Rewrite the listing below with every occurrence of "single point" replaced by "one dot", leaving everything else unchanged.

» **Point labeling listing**

-------

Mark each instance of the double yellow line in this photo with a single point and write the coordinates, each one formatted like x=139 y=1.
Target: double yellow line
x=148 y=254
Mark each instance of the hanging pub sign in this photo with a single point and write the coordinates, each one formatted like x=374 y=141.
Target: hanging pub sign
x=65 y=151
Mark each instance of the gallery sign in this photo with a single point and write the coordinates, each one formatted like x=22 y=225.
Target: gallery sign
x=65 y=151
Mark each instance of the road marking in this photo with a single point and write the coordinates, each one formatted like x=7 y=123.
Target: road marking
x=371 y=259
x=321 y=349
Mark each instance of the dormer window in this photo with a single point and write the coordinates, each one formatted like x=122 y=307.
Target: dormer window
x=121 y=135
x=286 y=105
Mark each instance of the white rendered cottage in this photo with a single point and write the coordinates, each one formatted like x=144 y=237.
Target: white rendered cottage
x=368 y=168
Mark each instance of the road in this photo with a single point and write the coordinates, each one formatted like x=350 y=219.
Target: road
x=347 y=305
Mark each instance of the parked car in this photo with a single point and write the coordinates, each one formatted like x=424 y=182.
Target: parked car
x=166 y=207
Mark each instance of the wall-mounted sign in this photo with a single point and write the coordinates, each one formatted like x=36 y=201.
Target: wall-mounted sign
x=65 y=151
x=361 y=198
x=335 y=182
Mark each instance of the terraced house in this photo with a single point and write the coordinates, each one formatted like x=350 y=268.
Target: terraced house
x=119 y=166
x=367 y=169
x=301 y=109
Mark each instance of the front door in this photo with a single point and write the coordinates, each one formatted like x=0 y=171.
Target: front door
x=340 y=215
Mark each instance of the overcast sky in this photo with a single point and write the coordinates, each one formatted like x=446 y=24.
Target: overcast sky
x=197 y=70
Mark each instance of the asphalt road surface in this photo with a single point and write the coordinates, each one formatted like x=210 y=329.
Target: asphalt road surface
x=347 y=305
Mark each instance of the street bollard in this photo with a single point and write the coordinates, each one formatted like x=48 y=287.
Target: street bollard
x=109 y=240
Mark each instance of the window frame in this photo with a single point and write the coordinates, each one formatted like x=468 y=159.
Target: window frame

-------

» **SOLUTION FOR THIS PROBLEM**
Mark each instance of the double yellow line in this photo with a one dot and write the coordinates, each one formatted like x=139 y=1.
Target: double yellow line
x=148 y=254
Mark each instance of the hanging pub sign in this photo with a one dot and write the coordinates, each one formatted like x=374 y=141.
Target: hanging pub sign
x=65 y=151
Mark each instance of the gallery sign in this photo with a one dot and write the coordinates, each one formatted like x=22 y=225.
Target: gallery sign
x=65 y=151
Mark each instance of the road marking in this photo with a one dot and write the coordinates, each one formatted like x=7 y=123.
Target: road marking
x=371 y=259
x=321 y=349
Mark each instance of the dormer window in this photo with a one dot and write the coordinates, each one formatted like x=122 y=307.
Target: dormer window
x=121 y=135
x=286 y=105
Mark each instance of the white rendered cottage in this photo with a one dot and write the coordinates, each one formatted like x=144 y=237.
Target: white rendered cottage
x=368 y=168
Mark each instance of the road in this photo with a one dot and write the coordinates, each one formatted like x=350 y=219.
Target: road
x=347 y=305
Mark each instance of the parked car in this photo with a one dot and write the coordinates, each one formatted like x=424 y=182.
Target: parked car
x=166 y=207
Mark each instance of the wall-mounted sign in this photo with a one dot and write the coordinates, each one formatted like x=36 y=201.
Target: wall-mounted sign
x=65 y=151
x=361 y=198
x=335 y=182
Mark each instance of the terraced house in this photo with a one dot and write the coordinates, each one formatted like x=350 y=268.
Target: terraced house
x=119 y=166
x=367 y=169
x=301 y=109
Mark each instance of the front door in this photo with a one dot and write the coordinates, each one formatted like x=0 y=171.
Target: front door
x=340 y=215
Mark each instance of the overcast sky in this photo with a one dot and write the coordinates, each one formatted like x=446 y=24.
Target: overcast sky
x=197 y=70
Mark each instance of the asphalt road surface in this photo with a one dot and write the coordinates, each one formatted like x=210 y=329.
Target: asphalt road surface
x=347 y=305
Mark each instance of the street bollard in this photo with a one dot and write the coordinates, each one formatted like x=48 y=287.
Target: street bollard
x=109 y=240
Mark each instance of the window frame in this photo with a one dot and write the coordinates, each one formatted like x=468 y=159.
Target: window frame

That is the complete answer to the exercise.